• **What this exercise asks**
1 > According to the Masao Murata profile, where were the World Championships held at which he won a bronze medal in 1987?
2 > Rewrite the passage of the Masao Murata profile that begins with the words "In 1987, he" and ends with "College since 2007.", putting "silver" in place of "bronze".

• **Text segment**
Masao Murata

Medal record

Representing Japan

Men's Judo

World Championships

= Masao Murata =

Japanese judoka

Masao Murata (村田 正夫, Murata Masao) is a retired Japanese judoka.

Murata is from Ichinomiya, Aichi and moved to Moriguchi, Osaka when he was in the second grade. He belonged to Nippon Steel after graduating from Tokai University.

Murata was good at Uchimata, Seoi nage, Osotogari and Deashibarai

In 1987, he won a bronze medal at the World Championships held in Essen, Germany. He was also expected to get a medal in the Olympic Games in 1988 and 1992 but couldn't participate due to his own Chronic, Cervical disc herniation.

Murata retired in 1994. Now, he has been coaching judo at Biwako Seikei Sport College since 2007.

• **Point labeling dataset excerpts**
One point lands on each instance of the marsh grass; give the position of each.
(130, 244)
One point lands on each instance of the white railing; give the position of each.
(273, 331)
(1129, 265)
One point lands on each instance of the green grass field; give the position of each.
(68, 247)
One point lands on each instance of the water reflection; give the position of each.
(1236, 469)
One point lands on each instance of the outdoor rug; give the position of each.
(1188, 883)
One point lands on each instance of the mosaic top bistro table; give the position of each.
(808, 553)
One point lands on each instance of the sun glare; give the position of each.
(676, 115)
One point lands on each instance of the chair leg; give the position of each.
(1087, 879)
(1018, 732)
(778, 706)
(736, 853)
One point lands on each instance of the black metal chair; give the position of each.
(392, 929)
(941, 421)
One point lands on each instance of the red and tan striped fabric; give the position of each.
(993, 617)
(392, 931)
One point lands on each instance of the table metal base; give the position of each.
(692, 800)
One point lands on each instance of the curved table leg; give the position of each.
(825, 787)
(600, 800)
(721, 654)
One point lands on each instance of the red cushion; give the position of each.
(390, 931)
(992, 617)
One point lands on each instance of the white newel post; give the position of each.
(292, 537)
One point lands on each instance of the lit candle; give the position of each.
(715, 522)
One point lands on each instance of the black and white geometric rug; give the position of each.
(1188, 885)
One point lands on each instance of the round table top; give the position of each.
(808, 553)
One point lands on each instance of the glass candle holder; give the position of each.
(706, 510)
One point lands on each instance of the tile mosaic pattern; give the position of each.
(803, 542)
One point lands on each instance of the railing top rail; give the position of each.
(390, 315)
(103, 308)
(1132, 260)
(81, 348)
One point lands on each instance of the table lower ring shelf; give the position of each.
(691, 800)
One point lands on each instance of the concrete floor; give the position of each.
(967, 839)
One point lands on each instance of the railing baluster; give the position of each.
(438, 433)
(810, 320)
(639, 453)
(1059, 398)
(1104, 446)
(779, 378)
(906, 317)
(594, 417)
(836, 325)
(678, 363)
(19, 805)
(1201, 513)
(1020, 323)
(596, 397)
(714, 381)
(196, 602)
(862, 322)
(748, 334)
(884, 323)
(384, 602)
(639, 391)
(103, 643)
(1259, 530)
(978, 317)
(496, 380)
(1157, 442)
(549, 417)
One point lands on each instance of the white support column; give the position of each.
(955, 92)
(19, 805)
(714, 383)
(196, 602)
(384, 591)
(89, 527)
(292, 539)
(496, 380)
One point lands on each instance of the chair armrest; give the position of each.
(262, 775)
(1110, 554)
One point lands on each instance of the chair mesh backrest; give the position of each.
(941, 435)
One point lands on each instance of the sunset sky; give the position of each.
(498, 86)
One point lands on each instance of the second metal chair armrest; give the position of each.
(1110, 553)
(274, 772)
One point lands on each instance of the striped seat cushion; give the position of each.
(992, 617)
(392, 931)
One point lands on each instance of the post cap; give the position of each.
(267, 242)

...

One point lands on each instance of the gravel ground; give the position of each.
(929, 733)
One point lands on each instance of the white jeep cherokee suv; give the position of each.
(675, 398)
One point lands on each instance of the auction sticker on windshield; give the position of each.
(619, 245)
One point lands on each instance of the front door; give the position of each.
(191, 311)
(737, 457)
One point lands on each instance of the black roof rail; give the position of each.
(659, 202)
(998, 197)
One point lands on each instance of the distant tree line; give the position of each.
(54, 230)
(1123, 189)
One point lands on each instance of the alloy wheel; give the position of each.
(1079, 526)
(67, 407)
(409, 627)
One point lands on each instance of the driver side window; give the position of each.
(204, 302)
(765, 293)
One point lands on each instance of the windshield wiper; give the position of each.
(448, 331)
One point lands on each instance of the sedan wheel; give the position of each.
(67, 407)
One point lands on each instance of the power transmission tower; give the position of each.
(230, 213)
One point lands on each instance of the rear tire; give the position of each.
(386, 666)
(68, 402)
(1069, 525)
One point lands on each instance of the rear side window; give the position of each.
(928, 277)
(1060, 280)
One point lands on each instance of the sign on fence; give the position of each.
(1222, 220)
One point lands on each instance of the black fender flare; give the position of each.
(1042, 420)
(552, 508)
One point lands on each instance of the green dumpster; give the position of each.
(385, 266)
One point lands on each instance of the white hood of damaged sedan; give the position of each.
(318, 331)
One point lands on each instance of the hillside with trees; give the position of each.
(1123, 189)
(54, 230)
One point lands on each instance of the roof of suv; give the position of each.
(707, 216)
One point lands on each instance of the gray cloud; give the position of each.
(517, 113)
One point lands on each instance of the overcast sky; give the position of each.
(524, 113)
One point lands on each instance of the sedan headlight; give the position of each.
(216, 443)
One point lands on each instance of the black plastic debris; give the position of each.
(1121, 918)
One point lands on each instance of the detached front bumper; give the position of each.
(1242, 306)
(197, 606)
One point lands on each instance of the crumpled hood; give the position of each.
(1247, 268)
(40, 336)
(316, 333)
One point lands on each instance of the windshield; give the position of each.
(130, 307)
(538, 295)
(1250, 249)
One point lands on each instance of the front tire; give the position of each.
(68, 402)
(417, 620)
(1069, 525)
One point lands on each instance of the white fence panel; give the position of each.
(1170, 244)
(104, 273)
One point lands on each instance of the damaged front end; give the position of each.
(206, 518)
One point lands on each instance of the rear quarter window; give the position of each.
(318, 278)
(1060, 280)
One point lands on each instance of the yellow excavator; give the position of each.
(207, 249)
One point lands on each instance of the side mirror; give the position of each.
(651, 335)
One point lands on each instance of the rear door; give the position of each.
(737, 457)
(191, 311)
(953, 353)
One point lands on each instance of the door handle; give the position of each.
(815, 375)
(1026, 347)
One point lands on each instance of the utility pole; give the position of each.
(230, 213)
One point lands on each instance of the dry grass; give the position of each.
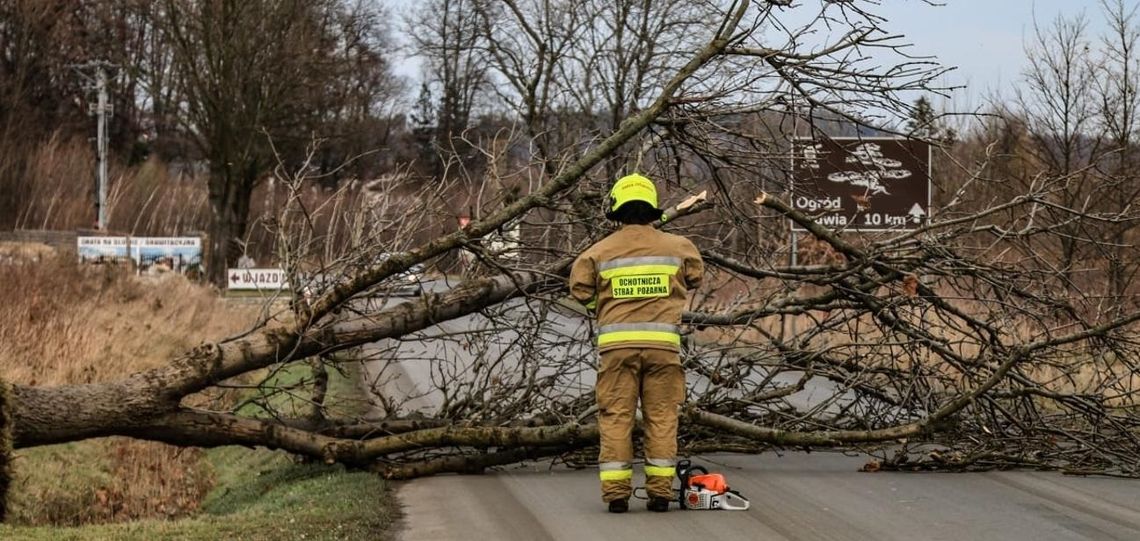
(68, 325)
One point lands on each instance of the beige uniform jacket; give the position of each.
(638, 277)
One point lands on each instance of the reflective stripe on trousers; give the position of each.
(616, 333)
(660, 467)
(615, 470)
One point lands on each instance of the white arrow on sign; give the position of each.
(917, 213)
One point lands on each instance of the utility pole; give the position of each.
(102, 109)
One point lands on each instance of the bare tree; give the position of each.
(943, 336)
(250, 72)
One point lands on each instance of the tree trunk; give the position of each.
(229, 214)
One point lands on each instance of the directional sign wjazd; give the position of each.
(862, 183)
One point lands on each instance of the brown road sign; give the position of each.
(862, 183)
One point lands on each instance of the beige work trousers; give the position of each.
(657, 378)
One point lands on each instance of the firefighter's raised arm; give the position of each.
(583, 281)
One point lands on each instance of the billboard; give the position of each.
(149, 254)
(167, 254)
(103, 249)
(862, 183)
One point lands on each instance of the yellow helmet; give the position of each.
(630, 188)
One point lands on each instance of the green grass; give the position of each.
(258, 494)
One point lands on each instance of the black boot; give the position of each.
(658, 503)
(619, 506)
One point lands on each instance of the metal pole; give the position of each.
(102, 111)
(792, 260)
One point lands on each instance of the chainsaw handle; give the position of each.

• **Answer list**
1 > Essen, Germany.

2 >
In 1987, he won a silver medal at the World Championships held in Essen, Germany. He was also expected to get a medal in the Olympic Games in 1988 and 1992 but couldn't participate due to his own Chronic, Cervical disc herniation.

Murata retired in 1994. Now, he has been coaching judo at Biwako Seikei Sport College since 2007.